» **Text excerpt**:

## Start

Igrew up working long hours on the farm, so I know before I even make this statement that farm managers may cringe when I write that developing health and safety policies is a great way to show appreciation for your workers. There. I said it. Don’t stop reading. I have a point to make here.
Farmers write policies all the time, in employee handbooks, or other policy documents, as a way to communicate responsibilities to their employees. And in fact, employees need to understand their roles and what is expected of them before they step into a tractor or enter the machine shed.
But when it comes to health and safety policy statements, it’s a two-way street. Employees need to know that they have a responsibility to conduct themselves in a safe manner, and employers also have a responsibility to communicate their commitment to safety to those who work for them.
If you don’t make an effort to see what’s behind door No. 2, you are creating a situation where hazards might go unreported, possibly out of fear on the part of the employee that feedback on safe work practices won’t be taken kindly. This could put everyone who works or lives on the farm at risk.
So when developing safety policies, here’s what you need to do.

## End

» **Written problem 1**: Find each line in the rows that contains the string "instance", and copy those lines out in full.
» **Written problem 2**: Write the next part of the passage on farm safety policies, starting right after its final sentence.
The passage on farm safety policies and the rows come from unrelated sources.

» **Entries supplied**:

## Start

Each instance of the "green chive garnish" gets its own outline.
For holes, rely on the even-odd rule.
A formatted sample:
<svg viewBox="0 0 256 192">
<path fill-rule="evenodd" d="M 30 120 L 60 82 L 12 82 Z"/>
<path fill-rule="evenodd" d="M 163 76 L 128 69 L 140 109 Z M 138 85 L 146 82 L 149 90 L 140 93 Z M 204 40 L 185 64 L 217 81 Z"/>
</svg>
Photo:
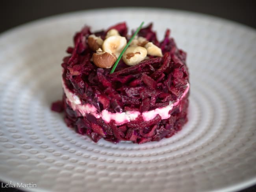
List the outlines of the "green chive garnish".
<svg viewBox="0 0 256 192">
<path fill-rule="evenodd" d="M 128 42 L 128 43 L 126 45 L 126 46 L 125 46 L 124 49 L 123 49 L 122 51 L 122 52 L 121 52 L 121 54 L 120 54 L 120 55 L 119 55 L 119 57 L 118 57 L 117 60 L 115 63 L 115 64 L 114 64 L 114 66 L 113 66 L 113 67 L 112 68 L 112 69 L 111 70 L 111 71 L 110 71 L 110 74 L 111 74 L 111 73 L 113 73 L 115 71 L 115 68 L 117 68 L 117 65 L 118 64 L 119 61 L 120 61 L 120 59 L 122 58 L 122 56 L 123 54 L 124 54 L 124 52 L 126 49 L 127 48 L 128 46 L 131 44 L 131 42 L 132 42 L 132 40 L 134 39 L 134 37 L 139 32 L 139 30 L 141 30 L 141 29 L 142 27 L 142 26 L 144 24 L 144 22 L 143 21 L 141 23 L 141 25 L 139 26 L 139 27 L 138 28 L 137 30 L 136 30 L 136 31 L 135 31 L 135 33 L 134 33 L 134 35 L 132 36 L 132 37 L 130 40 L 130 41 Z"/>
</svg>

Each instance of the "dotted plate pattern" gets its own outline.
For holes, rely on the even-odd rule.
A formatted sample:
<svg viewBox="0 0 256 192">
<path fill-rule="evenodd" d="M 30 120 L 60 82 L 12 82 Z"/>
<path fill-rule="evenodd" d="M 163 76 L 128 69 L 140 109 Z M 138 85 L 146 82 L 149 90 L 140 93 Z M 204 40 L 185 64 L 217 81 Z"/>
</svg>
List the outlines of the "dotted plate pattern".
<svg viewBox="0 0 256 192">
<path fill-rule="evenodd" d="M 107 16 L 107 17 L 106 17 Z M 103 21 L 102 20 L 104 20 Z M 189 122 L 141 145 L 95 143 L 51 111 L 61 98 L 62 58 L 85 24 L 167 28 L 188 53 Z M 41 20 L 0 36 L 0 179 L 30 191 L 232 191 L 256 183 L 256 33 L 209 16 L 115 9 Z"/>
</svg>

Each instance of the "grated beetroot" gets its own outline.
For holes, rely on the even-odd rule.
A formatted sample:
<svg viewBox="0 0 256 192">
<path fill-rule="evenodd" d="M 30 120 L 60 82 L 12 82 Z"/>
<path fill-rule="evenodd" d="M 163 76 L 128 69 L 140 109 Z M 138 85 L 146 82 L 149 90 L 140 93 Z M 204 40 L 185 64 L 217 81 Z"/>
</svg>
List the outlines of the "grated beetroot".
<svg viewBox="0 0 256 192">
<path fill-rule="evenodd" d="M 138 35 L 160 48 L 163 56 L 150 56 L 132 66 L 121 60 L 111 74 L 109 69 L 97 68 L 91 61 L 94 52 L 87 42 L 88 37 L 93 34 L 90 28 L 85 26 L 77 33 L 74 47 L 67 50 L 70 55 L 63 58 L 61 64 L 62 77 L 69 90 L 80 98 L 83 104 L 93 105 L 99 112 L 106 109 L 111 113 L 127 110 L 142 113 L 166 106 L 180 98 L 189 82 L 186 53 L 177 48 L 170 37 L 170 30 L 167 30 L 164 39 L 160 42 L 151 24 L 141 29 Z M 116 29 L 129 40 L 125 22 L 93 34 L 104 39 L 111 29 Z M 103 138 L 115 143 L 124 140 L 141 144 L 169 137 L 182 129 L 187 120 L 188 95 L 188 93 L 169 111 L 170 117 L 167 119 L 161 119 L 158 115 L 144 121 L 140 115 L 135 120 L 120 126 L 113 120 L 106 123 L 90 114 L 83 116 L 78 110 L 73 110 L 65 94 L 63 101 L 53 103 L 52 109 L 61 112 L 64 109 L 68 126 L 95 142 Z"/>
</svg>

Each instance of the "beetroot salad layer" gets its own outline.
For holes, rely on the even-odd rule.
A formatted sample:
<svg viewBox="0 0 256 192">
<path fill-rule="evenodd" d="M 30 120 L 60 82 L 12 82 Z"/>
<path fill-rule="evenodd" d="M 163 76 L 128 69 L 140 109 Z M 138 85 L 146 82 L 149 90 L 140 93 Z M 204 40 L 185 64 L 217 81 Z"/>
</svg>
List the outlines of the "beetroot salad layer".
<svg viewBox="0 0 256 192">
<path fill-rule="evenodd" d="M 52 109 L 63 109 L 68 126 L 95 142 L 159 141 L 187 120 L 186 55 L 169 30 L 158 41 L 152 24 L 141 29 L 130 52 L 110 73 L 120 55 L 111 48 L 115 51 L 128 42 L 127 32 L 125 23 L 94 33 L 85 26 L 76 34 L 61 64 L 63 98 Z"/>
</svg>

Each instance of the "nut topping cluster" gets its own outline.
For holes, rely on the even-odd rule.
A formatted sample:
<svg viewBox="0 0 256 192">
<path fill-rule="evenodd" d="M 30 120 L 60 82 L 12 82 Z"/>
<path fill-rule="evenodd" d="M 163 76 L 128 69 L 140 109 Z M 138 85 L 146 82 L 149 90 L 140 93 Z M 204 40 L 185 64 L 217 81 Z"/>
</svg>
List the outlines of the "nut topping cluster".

## End

» **Task answer 1**:
Each instance of the "green chive garnish" gets its own outline.
Each instance of the "dotted plate pattern" gets its own outline.
Each instance of the "grated beetroot" gets its own outline.
Each instance of the "beetroot salad layer" gets its own outline.
Each instance of the "nut topping cluster" gets its own outline.

» **Task answer 2**:
Start with a general health and safety policy statement. This statement should outline your health and safety philosophy and the objectives of your safety plan. It should also state that you have made a commitment to preventing injuries and illnesses, and that workers are also responsible for their own health and safety, as well as the health and safety of anyone else who works on the farm.
This should be supported by more specific operational policies, which cover standard operating practices, training requirements and records, emergency plans, first aid records, working-alone procedures, and incident investigation processes and followups.
Keep it simple
In working with farmers on policy development, I encourage them to keep it simple. If it isn’t simple, it won’t be implemented. Also, don’t overpromise. Your health and safety policies need to be sustainable to be effective.
Lastly, I come across the fear that employees might abuse the very policies put in place to protect them. If you make health and safety policy development a group activity, all your workers will be invested in its success. This will help weed out unreasonable claims while keeping everyone on the farm protected.
While the task of developing policies and documentation might seem huge, there is a lot of overlap between farm safety plans and on-farm food safety and quality assurance programs, so where relevant, cross-reference.
Stick to the essentials and you could be setting your operation on course towards a safe and productive future that will improve morale, position yourself as a preferred employer, and protect against the risks of injury. For more information on health and safety policies or developing your own written health and safety plan, visit www.agsafetyweek.ca.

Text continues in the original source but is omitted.